**What you need to do**.
a) Reproduce the stretch from "Legal Obligations" through "a team member." in the legal obligations page below, word for word.
b) Answer these from the legal obligations page below.
(i) How many days of the station's output must the audiolog required by Ofcom cover?
(ii) Over how many quarters do the PPL licensing figures run?
(iii) In each quarter's date range, which date is inclusive?

**Excerpted passage**.

Legal Obligations
These, unfortunately, are not negotiable, and we need to do them.
Stop! You Violated The Law
Obviously, don't do anything that's outright, obviously illegal. URY could get in serious trouble, and none of us want that to happen. You could get in serious trouble, and we hate to lose a team member.
Some examples of what not to do:
-
Store publicly viewable copyrighted material on URY servers
-
Put illegal content like child pornography on URY servers, even if it isn't publicly viewable
-
Crack into someone else's computer systems from a URY computer
-
Put publicly viewable blatantly libellous/defamatory content on URY servers
-
Store more personal information than is really necessary on URY computers
Ofcom
Ofcom requires us to keep a 42-days audiolog of the station's output. This means that there must always be at least one 42-day logger running.
PPL Licence
From time to time you'll need to get figures to back up our PPL licencing requirements.
These run over four quarters:
- 1st January to 1st April
- 1st April to 1st July
- 1st July to 1st October
- 1st October to 1st January
The first date is inclusive (date >= this) and the second date is exclusive (date < this).
TODO
Make a nice frontend for doing this.

**Extracted entries**.
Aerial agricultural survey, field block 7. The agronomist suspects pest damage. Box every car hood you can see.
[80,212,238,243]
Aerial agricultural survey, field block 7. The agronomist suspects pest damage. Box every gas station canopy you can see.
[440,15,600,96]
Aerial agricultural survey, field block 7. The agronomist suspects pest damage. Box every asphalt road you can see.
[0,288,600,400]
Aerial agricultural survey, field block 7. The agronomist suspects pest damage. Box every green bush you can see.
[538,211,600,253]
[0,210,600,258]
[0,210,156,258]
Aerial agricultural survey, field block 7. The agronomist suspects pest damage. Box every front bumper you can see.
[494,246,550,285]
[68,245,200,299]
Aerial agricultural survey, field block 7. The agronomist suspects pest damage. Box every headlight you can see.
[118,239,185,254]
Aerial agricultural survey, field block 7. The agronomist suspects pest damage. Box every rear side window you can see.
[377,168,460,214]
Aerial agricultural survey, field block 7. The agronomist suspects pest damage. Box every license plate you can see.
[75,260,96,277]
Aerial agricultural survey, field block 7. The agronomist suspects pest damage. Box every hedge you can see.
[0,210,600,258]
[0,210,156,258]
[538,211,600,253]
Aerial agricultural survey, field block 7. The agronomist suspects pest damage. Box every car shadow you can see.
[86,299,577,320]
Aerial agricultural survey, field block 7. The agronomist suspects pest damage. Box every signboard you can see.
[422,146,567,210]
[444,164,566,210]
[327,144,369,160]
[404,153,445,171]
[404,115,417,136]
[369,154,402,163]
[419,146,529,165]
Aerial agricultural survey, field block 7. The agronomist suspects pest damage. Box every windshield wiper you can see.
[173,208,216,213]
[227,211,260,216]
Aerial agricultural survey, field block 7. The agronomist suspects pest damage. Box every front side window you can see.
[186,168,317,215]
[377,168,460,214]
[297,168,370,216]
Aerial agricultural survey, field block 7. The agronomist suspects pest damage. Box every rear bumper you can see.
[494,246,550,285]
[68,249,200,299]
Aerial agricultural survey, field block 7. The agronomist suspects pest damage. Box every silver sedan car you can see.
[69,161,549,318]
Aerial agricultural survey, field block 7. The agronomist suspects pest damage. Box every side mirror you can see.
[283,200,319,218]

**Solutions for each task**.
a)
Legal Obligations
These, unfortunately, are not negotiable, and we need to do them.
Stop! You Violated The Law
Obviously, don't do anything that's outright, obviously illegal. URY could get in serious trouble, and none of us want that to happen. You could get in serious trouble, and we hate to lose a team member.

b)
(i) 42 days.
(ii) Four.
(iii) The first date.